» DOKUMEN:
____________________
Dengan kejadian - kejadian itu Pemerintah Bali mencoba memfasilitasi dengan memberikan aturan - aturan yang lebih ketat soal Do and Don't di Bali.
Tetapi bila dilirik masih banyak akomodasi pariwisata yang melanggar aturan yang sudah ada. Ada beberapa santer di media massa tentang villa bodong, tanahnya milik orang pribumi tetapi disewakan dan dibangun oleh orang asing (WNA) kemudian disewakan tanpa kaidah perizinan yang benar.
Karena mudahnya bule - bule tadi menyewakan villa - villa yang dibangunnya kepada koleganya di luar negeri, ini menjadi bisnis yang menggiurkan alih - alih hanya berlibur.
Pribumi yang terkadang pemilik tanah menjadi beking mereka, karena bayaran sewa atau harapan bangunan nantinya jadi milik mereka. Impian - impian inilah yang membuat masyarakat menjadi buta tuli terhadap apa pentingnya membangun Bali bukan sekedar membangun di Bali.
Untuk mengerucutkan, penelusuran pun dilakukan awak media di wilayah Ubud Kabupaten Gianyar, ada hotel berbintang diduga tanpa perizinan yang lengkap telah menyambut turis dengan memakai brand management ternama, diduga belum mengantongi izin Analisis Dampak Lingkungan (Amdal), Upaya Pengelolaan Lingkungan Hidup dan Upaya Pemantauan Lingkungan Hidup (UKL-UPL).
Ini tentu pundi - pundi dollar ingin diterima tetapi upaya untuk melengkapi potensi dampak lingkungan enggan dipenuhi, tentu mereka pede (percaya diri) dengan orang - orang kuat dibelakangnya, tetapi masyarakat Bali sekitarlah yang menjadi korban.
____________________
» BAHAN LATIHAN:
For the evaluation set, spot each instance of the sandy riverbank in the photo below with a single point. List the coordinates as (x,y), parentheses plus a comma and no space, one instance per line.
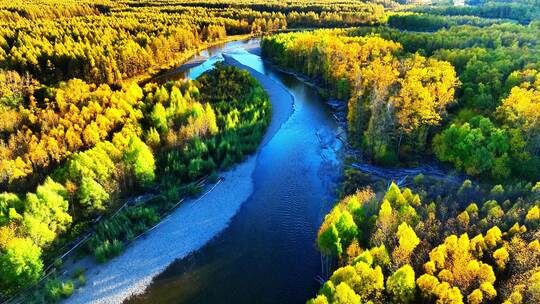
(188,228)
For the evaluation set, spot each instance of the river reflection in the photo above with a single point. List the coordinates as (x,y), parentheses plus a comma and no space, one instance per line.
(268,252)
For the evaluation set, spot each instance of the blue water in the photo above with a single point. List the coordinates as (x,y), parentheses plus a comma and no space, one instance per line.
(268,252)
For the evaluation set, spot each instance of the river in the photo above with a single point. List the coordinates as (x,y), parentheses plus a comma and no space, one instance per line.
(268,253)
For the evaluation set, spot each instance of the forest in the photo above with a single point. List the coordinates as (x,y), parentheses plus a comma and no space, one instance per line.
(84,128)
(457,84)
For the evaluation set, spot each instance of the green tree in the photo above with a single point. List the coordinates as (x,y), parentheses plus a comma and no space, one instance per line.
(92,196)
(401,285)
(20,264)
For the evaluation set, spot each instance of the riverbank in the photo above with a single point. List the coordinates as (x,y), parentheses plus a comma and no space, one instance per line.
(188,228)
(184,61)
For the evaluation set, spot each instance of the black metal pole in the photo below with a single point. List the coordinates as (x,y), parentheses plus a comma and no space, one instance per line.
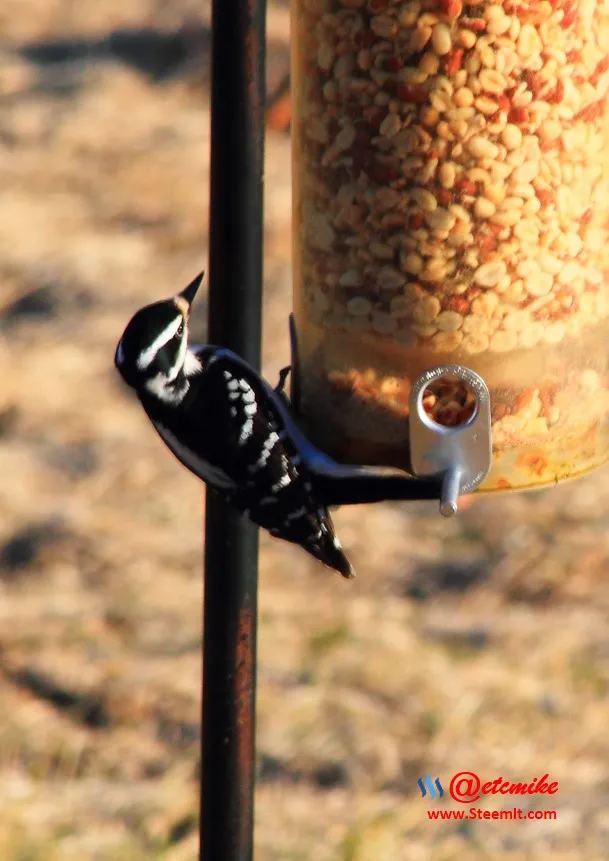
(231,542)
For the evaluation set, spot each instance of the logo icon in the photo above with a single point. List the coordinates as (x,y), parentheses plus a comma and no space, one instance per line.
(433,787)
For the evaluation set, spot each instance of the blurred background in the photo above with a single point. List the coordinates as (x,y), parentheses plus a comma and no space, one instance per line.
(479,644)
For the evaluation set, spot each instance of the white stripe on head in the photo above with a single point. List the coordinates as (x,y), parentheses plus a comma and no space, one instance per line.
(147,356)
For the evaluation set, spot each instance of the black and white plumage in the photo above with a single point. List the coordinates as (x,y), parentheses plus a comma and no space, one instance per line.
(235,432)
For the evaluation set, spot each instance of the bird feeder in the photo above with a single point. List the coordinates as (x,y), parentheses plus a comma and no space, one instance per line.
(451,224)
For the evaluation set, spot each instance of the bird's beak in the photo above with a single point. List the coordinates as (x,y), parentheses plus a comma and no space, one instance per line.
(188,294)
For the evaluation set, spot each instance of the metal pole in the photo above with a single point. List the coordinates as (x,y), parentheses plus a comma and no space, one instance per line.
(231,542)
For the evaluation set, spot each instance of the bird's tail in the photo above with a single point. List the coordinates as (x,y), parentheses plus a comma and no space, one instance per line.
(356,486)
(327,549)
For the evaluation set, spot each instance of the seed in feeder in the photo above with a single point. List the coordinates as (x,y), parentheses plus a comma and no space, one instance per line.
(489,274)
(441,39)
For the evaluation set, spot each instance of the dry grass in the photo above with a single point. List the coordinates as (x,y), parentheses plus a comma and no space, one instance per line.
(477,644)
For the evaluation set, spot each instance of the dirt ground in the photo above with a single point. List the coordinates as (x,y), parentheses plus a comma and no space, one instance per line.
(479,644)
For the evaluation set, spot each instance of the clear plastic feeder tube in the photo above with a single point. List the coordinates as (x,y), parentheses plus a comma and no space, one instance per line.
(451,178)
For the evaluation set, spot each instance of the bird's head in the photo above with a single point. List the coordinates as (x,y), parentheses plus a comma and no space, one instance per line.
(153,348)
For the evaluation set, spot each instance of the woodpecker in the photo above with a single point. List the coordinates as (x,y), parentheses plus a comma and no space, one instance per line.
(237,433)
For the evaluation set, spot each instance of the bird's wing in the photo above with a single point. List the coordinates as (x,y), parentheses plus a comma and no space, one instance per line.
(254,446)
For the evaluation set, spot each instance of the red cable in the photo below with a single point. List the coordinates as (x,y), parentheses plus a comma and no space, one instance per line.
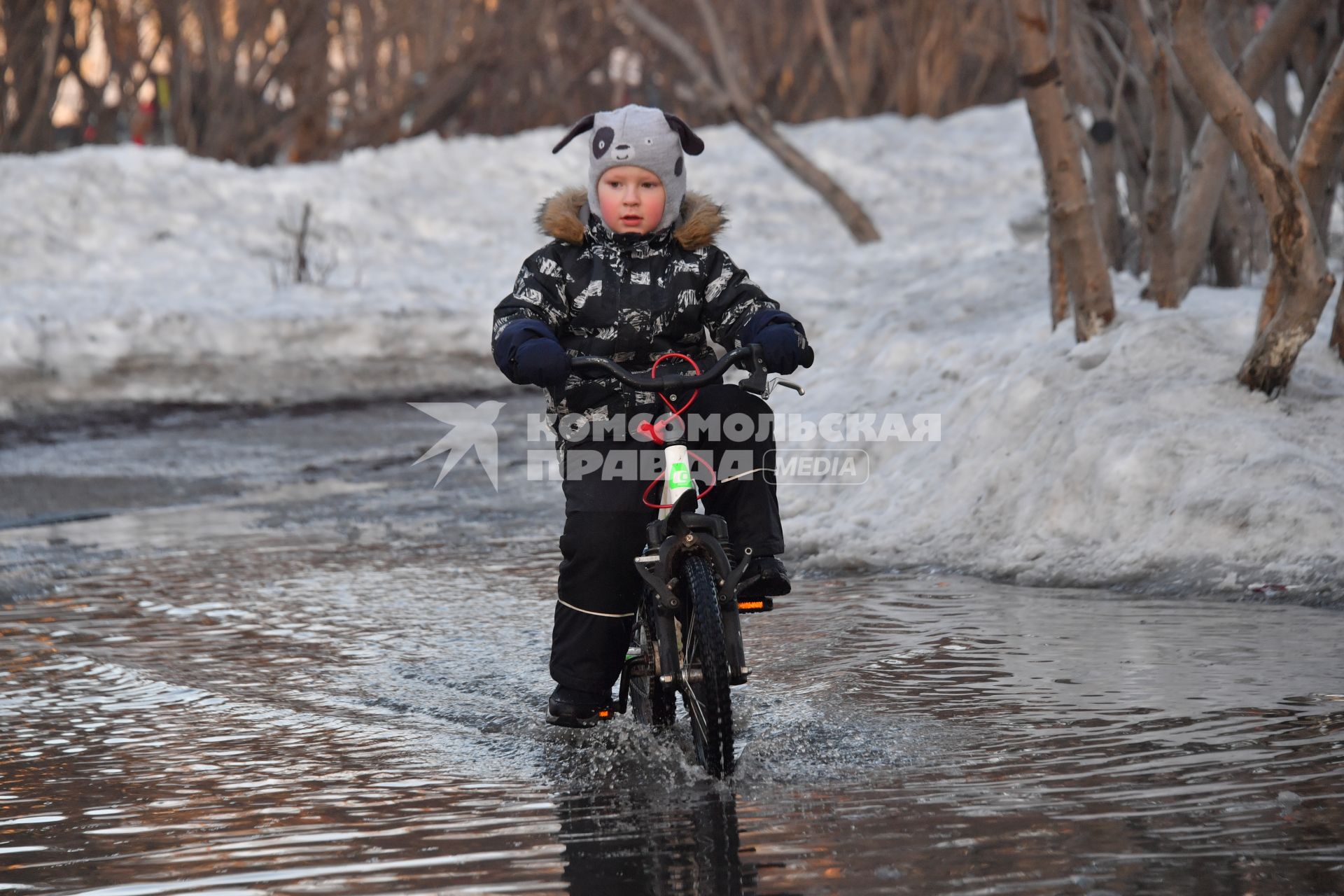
(656,430)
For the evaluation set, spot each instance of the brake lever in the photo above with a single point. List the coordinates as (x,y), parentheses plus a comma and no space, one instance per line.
(780,381)
(757,382)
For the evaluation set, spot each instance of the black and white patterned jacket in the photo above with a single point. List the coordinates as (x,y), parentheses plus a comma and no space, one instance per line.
(629,298)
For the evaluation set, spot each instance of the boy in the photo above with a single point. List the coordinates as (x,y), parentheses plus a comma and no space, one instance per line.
(632,273)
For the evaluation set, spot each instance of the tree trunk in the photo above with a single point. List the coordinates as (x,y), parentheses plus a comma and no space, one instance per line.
(1070,210)
(1160,194)
(1306,279)
(1058,276)
(838,69)
(1316,166)
(1199,198)
(1100,141)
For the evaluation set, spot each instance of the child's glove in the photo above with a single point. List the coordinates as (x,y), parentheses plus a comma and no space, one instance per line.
(784,346)
(528,354)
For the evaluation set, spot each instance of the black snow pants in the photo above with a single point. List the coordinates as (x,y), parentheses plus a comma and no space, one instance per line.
(605,526)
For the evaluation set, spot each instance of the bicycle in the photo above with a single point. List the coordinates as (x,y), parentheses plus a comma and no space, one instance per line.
(687,634)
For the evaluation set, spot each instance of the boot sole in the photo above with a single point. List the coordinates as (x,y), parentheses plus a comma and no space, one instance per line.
(573,722)
(764,589)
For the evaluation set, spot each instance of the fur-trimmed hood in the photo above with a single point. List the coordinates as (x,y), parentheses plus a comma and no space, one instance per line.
(695,227)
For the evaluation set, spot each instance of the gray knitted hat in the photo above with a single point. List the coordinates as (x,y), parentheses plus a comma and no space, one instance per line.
(638,136)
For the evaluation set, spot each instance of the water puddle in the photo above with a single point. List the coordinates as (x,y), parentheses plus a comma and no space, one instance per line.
(336,718)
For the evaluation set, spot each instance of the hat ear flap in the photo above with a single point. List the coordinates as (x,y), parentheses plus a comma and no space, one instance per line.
(580,127)
(690,141)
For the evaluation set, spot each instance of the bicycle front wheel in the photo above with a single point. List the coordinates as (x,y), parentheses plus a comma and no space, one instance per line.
(705,690)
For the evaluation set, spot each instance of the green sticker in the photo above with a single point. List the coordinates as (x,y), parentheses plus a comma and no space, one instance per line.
(680,476)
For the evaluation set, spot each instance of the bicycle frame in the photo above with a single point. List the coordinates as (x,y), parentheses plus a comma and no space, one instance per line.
(680,530)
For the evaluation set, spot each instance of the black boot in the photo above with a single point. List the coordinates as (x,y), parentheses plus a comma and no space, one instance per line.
(575,708)
(765,577)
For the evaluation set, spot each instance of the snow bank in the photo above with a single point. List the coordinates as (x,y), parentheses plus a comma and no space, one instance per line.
(1133,458)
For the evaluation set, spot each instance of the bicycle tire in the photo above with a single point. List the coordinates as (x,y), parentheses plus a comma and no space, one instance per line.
(652,701)
(708,700)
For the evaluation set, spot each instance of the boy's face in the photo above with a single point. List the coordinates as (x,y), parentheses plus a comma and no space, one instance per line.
(632,199)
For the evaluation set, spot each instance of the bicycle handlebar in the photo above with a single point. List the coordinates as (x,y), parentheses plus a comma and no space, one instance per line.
(673,381)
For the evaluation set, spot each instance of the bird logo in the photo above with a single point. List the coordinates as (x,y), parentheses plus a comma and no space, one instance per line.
(470,428)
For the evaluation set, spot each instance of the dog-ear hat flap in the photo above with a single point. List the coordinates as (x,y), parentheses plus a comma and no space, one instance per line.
(691,141)
(580,127)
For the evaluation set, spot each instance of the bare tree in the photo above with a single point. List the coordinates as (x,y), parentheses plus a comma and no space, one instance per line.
(727,92)
(1077,239)
(1209,164)
(1301,280)
(1160,194)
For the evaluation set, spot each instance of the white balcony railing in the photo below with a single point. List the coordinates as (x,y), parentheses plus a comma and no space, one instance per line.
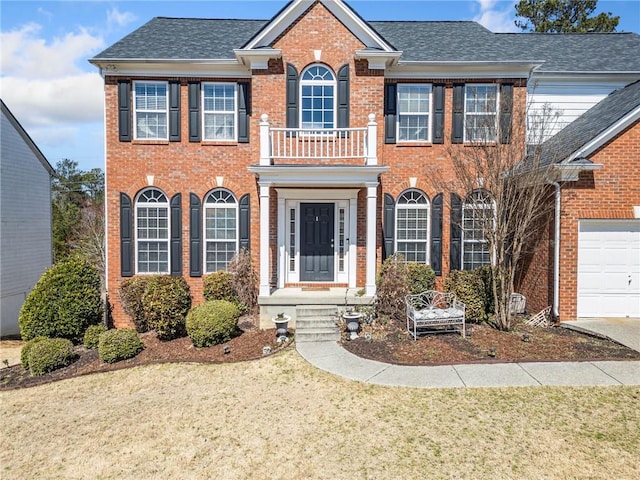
(327,144)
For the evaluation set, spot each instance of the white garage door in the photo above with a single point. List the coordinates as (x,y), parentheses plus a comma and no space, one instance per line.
(609,268)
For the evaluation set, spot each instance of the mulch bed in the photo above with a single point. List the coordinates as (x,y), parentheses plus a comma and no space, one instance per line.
(389,343)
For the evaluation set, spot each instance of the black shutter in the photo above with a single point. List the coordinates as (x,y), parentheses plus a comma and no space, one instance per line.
(195,236)
(244,112)
(245,222)
(390,110)
(174,111)
(176,235)
(126,236)
(343,97)
(194,112)
(124,110)
(506,109)
(455,246)
(292,97)
(458,113)
(388,225)
(436,234)
(438,113)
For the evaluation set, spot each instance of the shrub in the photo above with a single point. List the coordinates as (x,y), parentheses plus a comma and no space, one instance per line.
(393,286)
(92,335)
(119,344)
(166,302)
(131,292)
(469,289)
(24,353)
(50,354)
(64,302)
(212,323)
(421,277)
(219,286)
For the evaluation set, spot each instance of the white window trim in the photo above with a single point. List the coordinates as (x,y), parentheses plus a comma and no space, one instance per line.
(429,113)
(497,111)
(212,206)
(135,110)
(334,83)
(225,112)
(136,204)
(414,206)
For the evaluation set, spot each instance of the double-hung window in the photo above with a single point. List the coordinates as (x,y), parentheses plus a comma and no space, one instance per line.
(412,226)
(414,112)
(220,229)
(152,231)
(151,110)
(481,113)
(318,98)
(220,111)
(477,219)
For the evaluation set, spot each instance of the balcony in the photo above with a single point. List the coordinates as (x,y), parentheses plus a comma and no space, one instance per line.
(340,144)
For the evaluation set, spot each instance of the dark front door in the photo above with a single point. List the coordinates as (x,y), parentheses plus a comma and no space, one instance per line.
(316,242)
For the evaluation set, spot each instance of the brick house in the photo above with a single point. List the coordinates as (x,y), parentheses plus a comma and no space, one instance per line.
(309,139)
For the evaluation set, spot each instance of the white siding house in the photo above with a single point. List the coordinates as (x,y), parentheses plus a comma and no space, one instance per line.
(25,219)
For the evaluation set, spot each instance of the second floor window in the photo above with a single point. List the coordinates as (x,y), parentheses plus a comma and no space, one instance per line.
(480,113)
(414,108)
(151,107)
(219,110)
(318,98)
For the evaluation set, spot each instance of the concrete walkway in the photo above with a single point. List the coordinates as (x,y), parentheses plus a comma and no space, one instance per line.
(331,357)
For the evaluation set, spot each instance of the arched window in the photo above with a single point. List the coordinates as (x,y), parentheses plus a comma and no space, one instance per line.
(412,226)
(152,231)
(478,213)
(220,229)
(317,97)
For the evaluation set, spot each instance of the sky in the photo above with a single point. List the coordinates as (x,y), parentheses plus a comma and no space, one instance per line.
(57,95)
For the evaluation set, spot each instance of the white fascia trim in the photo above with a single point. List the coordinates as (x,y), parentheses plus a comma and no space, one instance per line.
(351,21)
(605,136)
(314,175)
(169,68)
(460,70)
(257,59)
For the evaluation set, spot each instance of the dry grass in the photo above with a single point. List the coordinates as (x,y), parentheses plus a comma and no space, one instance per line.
(280,418)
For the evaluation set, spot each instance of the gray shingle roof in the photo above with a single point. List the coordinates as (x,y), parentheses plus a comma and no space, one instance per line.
(188,38)
(592,123)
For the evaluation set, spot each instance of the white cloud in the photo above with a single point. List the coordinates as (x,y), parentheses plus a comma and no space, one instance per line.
(497,16)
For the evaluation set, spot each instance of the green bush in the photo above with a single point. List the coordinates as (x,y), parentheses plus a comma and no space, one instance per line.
(469,289)
(64,302)
(131,292)
(392,287)
(212,323)
(119,344)
(421,277)
(24,353)
(92,335)
(166,302)
(50,354)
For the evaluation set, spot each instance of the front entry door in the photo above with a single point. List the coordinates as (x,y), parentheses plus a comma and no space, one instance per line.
(317,242)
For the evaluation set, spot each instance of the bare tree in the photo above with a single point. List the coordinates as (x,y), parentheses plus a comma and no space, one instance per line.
(503,178)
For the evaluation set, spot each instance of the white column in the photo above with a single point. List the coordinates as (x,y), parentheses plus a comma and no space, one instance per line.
(372,141)
(265,141)
(265,272)
(372,198)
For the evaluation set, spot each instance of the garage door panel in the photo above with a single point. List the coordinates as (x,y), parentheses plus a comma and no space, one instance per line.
(609,268)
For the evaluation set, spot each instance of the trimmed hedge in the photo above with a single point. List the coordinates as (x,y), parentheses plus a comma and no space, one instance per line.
(212,323)
(92,335)
(119,344)
(64,302)
(166,302)
(50,354)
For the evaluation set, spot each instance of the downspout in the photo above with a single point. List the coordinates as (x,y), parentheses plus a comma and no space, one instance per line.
(556,251)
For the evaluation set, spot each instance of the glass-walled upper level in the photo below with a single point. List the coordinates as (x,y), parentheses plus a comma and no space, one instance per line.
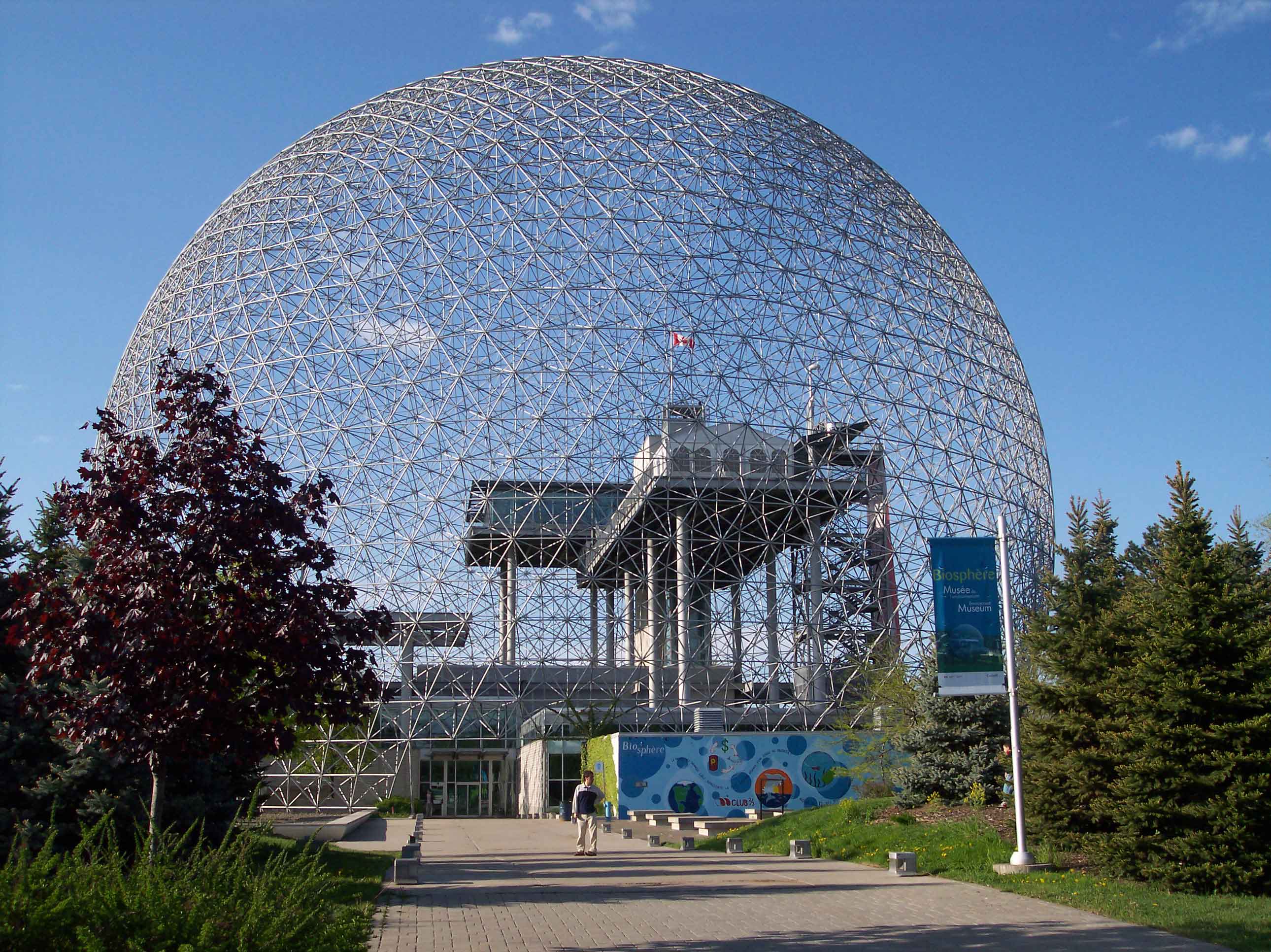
____________________
» TUGAS YANG DIKERJAKAN:
1. Kumpulkan semua baris yang memuat kata "pole". Huruf besar dan huruf kecil dibedakan.
2. Teruskan dokumen tentang akomodasi wisata tanpa izin di Bali, mulai setelah kalimat terakhirnya.

» JAWABAN BERURUTAN:
1.
For the evaluation set, spot each instance of the black metal pole in the photo below with a single point. List the coordinates as (x,y), parentheses plus a comma and no space, one instance per line.
For the evaluation set, spot each instance of the metal pole in the photo above with a single point. List the coordinates as (x,y), parentheses plus a comma and no space, one instance per line.

2.
Menghubungi Prof. Ir. Made Sudiana Mahendra MAppSc. Ph.D., selaku Kelompok Ahli Pembangunan Bidang
Pangan, Sandang, dan Papan, menanyakan pengamatan dan investigasi awak media itu, menyebutkan bahwa Amdal (Analisis Mengenai Dampak Lingkungan) merupakan salah satu dokumen lingkungan yang mesti disusun sebelum suatu rencana usaha dibangun dan/atau dioperasikan.
" Sebelum pemberlakuan UUCK dengan turunannya PP No. 22 tahun 2021, memang masih ada pelanggaran - pelanggaran yang dilakukan oleh pemilik usaha yang membangun usahanya tanpa memiliki dokumen lingkungan "
Lanjutnya, " Ini akan sangat sulit dilakukan pada saat ini, karena Persetujuan Lingkungan merupakan prasyarat untuk penerbitan Izin Berusaha, " ungkapnya melalui pesan aplikasi elektronik, Kamis (13/07/2023).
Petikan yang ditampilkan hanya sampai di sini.